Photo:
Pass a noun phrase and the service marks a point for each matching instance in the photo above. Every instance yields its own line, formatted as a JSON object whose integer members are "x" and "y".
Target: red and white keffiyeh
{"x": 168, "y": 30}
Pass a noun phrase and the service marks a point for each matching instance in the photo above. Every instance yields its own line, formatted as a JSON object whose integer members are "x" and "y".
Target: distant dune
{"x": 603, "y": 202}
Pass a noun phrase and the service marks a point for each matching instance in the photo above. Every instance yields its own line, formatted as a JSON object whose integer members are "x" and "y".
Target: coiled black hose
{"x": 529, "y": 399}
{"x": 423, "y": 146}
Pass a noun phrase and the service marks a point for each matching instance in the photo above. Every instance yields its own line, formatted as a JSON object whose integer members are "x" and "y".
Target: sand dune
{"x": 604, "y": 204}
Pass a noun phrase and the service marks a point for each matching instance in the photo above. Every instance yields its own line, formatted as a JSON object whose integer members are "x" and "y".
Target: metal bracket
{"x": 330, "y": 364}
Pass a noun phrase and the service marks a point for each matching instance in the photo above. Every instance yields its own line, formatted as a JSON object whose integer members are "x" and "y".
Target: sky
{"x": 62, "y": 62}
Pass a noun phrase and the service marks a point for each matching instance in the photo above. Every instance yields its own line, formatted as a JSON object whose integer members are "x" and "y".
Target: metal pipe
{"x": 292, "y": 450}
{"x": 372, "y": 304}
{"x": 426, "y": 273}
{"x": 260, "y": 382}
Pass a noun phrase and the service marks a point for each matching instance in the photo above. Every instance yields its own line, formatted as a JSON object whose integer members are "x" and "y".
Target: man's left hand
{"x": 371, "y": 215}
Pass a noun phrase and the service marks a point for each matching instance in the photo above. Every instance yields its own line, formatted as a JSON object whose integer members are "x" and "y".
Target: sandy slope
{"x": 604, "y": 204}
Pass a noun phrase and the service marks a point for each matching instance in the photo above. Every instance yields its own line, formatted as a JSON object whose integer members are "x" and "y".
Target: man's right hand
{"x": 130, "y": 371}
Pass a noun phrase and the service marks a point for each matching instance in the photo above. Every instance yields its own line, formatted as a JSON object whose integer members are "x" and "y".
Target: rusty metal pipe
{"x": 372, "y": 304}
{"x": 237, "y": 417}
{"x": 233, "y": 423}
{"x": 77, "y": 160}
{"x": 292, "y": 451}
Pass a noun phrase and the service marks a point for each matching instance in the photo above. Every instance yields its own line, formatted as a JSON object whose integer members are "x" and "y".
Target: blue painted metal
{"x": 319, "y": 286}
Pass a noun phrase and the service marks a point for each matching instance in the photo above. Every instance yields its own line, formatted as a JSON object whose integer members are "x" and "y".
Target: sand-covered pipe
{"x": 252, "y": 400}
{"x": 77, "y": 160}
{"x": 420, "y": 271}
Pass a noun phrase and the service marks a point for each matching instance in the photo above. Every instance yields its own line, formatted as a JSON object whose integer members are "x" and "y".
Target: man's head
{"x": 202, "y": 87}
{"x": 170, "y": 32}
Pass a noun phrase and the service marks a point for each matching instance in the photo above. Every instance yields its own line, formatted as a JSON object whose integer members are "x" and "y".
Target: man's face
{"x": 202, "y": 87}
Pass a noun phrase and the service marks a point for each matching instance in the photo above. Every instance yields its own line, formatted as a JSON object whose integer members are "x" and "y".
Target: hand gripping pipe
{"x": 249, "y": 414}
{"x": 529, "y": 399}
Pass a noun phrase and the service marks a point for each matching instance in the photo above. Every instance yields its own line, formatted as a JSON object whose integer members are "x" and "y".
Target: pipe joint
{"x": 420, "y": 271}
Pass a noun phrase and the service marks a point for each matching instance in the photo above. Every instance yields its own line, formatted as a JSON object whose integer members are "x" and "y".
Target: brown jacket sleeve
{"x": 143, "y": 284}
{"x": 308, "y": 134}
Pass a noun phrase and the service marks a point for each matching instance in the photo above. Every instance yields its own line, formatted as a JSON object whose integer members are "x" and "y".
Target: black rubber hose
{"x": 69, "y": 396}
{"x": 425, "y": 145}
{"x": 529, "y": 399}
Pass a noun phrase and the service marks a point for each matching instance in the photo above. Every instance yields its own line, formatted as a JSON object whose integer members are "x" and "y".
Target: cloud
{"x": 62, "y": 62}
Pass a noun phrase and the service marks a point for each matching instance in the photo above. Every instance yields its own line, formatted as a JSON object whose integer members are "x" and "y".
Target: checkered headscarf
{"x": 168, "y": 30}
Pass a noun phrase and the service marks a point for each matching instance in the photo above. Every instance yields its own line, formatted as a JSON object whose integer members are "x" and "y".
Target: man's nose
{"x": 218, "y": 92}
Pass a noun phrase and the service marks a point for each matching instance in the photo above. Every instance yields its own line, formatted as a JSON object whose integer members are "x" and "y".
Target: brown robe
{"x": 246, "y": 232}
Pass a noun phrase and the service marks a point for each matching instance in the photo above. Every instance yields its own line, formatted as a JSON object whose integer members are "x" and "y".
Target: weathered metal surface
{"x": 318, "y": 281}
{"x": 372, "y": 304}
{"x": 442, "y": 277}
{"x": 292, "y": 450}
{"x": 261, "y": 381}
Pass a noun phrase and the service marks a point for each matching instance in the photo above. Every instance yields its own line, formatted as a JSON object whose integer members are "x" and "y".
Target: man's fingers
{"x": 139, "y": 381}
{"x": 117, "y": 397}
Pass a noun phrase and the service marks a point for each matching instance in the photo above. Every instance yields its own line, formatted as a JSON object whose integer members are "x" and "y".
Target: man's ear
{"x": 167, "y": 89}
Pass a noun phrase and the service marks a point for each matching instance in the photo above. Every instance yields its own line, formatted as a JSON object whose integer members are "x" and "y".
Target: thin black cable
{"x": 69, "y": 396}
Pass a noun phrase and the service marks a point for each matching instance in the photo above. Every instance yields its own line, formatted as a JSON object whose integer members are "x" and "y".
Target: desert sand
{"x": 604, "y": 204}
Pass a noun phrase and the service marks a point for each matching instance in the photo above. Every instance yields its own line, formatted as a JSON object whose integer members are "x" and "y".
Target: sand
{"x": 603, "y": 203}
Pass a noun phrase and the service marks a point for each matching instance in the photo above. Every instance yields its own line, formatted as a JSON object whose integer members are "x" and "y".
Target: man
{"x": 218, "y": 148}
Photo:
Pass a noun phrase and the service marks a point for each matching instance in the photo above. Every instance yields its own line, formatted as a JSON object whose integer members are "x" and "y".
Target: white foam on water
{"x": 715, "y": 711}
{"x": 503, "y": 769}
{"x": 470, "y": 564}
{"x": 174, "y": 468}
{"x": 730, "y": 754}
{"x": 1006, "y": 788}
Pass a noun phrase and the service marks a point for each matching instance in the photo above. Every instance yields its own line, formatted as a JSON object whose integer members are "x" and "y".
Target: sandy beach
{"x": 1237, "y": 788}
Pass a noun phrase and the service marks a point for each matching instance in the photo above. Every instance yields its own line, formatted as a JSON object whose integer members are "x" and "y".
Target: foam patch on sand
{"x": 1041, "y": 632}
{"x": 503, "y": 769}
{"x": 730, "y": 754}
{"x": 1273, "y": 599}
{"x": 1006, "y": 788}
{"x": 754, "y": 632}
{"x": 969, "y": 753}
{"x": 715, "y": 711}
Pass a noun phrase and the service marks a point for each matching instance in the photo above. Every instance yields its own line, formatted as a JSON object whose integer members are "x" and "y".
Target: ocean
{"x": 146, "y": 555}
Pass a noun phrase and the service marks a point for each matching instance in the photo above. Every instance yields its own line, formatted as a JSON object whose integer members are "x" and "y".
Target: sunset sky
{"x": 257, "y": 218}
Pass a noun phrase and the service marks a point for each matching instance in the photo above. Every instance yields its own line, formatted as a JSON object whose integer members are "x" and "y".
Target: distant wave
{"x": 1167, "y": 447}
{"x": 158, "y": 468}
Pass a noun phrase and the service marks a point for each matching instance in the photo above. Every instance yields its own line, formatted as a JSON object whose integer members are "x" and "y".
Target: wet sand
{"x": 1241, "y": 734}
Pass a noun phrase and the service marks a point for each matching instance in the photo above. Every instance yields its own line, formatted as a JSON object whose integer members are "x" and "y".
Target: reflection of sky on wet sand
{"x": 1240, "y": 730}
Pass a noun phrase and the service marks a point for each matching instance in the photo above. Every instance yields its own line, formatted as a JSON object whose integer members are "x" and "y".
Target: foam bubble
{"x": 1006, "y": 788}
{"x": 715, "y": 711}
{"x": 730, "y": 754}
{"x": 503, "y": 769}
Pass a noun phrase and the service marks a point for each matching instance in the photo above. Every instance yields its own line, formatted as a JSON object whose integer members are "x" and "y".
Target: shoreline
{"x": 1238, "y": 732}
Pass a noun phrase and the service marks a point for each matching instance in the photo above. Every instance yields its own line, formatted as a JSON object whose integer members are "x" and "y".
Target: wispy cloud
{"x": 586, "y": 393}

» Required task
Extract every line of the data above that contains the string "dune", matching case exactly.

» Answer for the task
Target: distant dune
Target: sand dune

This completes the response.